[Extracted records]

::::::::::

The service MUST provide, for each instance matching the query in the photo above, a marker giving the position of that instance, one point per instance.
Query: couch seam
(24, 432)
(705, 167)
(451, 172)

::::::::::

What is required:
Retype each record, matching it exactly.

Output of the exercise:
The service MUST provide, for each instance matching the query in the photo above, a marker giving the position of that instance, one point per instance.
Query: couch seam
(24, 432)
(705, 167)
(451, 172)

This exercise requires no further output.